(READING TEXT):
Election of Catholic Pope Celestine III

The 1191 papal election took place after the death of Pope Clement III. Pope Clement, according to differing and irreconcilable reports, died in March 1191, in the last third of the month, on the 20th, the 25th, the 26th, the 28th, or perhaps 2 April or 4 April, or 10 April. The election was conducted during the march of King Henry VI and his army toward Rome. The 85-year-old Cardinal Giacinto Bobone, a member of the Orsini family, was chosen after some extreme reluctance. He took the name Celestine III. Pressed by the Romans, however, he agreed to negotiate with King Henry about his coronation as emperor and about the possession of the city of Tusculum. Celestine postponed his own consecration in order to buy time to negotiate. He was finally crowned on Easter Sunday, 14 April 1191.

==Death of Clement III==
King Henry crossed into Italy in mid-winter, and was in Bologna by 11 February 1191; on 22 February he was at Lucca, and on the 26th at Pisa. He had sent representatives (nuntios) to Pope Clement, and to the cardinals and the senators of Rome, requesting his coronation and promising that he would in all matters preserve unharmed the laws and dignities of the Roman people. Henry intended to march into south Italy and claim the kingdom of William II of Sicily for his wife and himself, and, since the kingdom of Sicily was a papal fief, Henry needed the active cooperation of the pope.

In March 1191, Henry and his army were in Tuscany. Two cardinals had been sent by the pope to negotiate with him, Petrus Gallocia the Bishop of Porto and Petrus the Cardinal priest of S. Pietro in Vincoli. Before he died, Clement had agreed to the demand of Henry VI for an imperial coronation in Rome at Easter. The Roman leaders were not impressed by Clement's promises, since he had promised them at the beginning of his reign that he would hand over Tusculum to them, and had yet to do so.

Clement's latest known dated bull was signed on 20 March 1191.

Pope Clement III died on 20 March 1191.

==Cardinals==
The sources do not mention any of the cardinals who elected Cardinal Giacinto of S. Maria in Cosmedin. A list must be constructed by deduction and inference. The cardinals who subscribed documents for Clement III is far smaller than the total number of cardinals alive at his death.

===New cardinals===
Pope Clement III (1187–1191) had appointed 25 or 26 cardinals:

- Joannes of San Clemente, Bishop of Viterbo and Tuscanella.
- Aegidius Pierleoni of S. Nicola in Carcere.
- Bobo of San Giorgio in Velabro (died 1189)
- Cinthius of S. Lorenzo in Lucina
- Gregorius of S. Angelo in Pescheria
- Gregorius de Caballo of Santa Maria in Aquiro.
- Guido de Papa, cardinal priest of Santa Maria in Trastevere.

(DATASET ENTRIES):
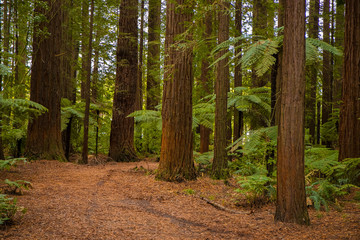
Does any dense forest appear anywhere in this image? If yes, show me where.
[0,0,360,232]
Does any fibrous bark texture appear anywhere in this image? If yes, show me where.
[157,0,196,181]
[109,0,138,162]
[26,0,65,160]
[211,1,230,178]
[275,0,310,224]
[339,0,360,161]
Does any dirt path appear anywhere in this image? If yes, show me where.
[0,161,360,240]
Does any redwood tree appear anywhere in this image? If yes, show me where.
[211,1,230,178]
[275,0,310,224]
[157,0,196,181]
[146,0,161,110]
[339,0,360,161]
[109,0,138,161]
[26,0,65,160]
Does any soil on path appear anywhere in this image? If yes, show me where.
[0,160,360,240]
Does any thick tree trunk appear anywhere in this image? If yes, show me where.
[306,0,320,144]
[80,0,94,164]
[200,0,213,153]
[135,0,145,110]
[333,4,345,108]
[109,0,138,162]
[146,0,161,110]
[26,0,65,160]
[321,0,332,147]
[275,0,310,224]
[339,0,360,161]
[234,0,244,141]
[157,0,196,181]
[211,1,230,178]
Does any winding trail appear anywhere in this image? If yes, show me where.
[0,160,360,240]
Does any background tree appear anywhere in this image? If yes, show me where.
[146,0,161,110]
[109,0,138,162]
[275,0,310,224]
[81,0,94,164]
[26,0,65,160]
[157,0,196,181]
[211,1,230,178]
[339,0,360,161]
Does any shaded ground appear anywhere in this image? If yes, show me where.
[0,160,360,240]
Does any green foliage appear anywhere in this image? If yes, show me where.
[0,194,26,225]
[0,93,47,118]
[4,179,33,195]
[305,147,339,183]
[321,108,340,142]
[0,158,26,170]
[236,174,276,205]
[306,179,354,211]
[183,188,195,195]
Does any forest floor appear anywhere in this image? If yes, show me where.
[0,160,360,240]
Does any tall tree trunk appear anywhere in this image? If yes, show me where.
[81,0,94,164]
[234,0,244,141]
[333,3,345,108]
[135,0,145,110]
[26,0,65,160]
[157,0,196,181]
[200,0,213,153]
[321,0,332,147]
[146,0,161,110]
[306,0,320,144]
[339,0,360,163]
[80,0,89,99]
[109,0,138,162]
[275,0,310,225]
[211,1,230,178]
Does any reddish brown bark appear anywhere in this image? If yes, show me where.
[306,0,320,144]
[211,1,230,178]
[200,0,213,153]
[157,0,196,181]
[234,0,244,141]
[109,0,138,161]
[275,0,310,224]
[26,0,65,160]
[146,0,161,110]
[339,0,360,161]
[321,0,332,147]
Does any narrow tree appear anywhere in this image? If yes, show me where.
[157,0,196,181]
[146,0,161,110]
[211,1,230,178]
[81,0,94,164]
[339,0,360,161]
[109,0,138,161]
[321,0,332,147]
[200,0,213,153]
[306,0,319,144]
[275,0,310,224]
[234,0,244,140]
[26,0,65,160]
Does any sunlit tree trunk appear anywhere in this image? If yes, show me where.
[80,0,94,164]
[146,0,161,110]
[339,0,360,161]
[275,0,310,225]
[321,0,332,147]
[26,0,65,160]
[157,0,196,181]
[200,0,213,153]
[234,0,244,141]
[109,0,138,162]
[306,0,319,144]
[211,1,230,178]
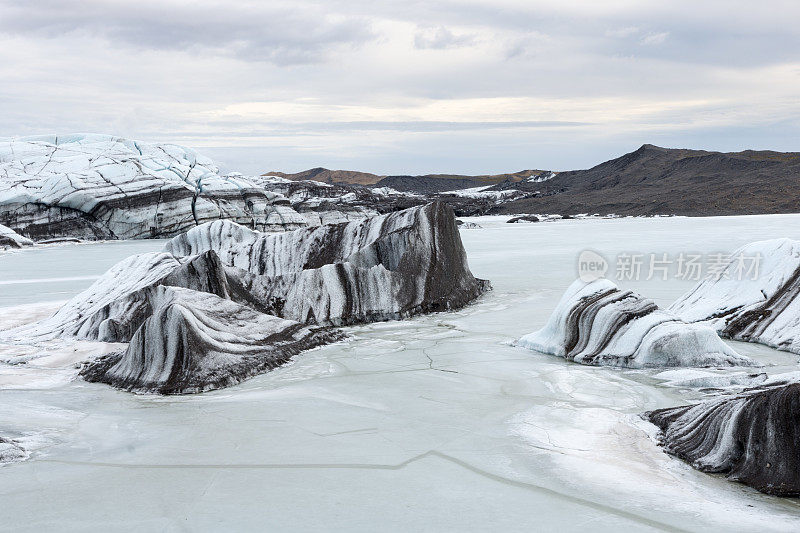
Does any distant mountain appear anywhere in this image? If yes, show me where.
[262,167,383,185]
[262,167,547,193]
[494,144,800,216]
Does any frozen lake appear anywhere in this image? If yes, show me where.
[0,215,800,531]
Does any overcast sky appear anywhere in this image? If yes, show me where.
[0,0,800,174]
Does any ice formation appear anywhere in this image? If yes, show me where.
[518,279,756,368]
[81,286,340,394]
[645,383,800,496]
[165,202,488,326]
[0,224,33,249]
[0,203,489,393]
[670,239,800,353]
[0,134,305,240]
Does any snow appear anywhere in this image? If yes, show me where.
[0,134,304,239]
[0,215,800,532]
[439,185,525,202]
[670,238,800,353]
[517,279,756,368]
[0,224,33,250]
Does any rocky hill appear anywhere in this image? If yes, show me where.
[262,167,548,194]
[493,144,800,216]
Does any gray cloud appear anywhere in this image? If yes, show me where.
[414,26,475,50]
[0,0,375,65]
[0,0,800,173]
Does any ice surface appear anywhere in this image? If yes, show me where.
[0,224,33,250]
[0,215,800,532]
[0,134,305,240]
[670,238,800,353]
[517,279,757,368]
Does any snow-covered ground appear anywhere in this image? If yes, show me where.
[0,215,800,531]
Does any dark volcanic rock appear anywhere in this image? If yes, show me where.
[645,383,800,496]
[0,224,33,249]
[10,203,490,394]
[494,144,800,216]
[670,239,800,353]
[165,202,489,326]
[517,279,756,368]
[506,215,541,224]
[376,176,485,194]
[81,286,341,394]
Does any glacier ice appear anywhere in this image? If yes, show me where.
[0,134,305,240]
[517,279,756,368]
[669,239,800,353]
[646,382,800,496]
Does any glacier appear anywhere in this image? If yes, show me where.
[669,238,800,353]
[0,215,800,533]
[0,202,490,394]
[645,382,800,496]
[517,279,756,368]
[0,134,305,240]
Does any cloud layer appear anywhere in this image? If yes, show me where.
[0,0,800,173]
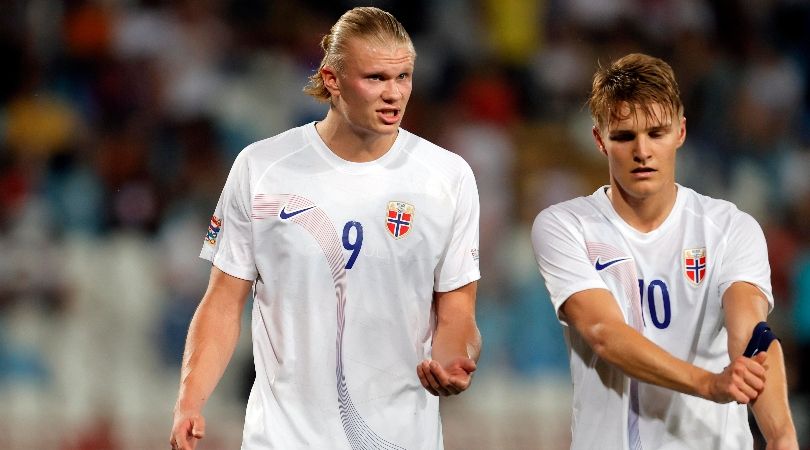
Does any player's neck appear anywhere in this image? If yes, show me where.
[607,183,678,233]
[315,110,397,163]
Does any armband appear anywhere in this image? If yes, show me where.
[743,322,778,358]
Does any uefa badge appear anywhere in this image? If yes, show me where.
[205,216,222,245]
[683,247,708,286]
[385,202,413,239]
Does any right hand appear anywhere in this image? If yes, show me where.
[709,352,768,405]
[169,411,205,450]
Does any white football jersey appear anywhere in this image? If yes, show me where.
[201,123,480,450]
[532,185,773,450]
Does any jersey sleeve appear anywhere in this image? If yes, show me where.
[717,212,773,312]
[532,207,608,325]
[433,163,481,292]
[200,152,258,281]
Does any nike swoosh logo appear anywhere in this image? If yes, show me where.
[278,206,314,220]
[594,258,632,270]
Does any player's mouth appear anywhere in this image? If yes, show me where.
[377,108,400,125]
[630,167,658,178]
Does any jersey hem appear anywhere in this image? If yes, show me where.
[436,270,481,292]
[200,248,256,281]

(DIRECTIONS): In the text about the 1191 papal election, list every cardinal named under the heading "New cardinals." The data has no connection to the text about the 1191 papal election.

(OUTPUT BELOW):
- Joannes of San Clemente, Bishop of Viterbo and Tuscanella
- Aegidius Pierleoni of S. Nicola in Carcere
- Bobo of San Giorgio in Velabro
- Cinthius of S. Lorenzo in Lucina
- Gregorius of S. Angelo in Pescheria
- Gregorius de Caballo of Santa Maria in Aquiro
- Guido de Papa, cardinal priest of Santa Maria in Trastevere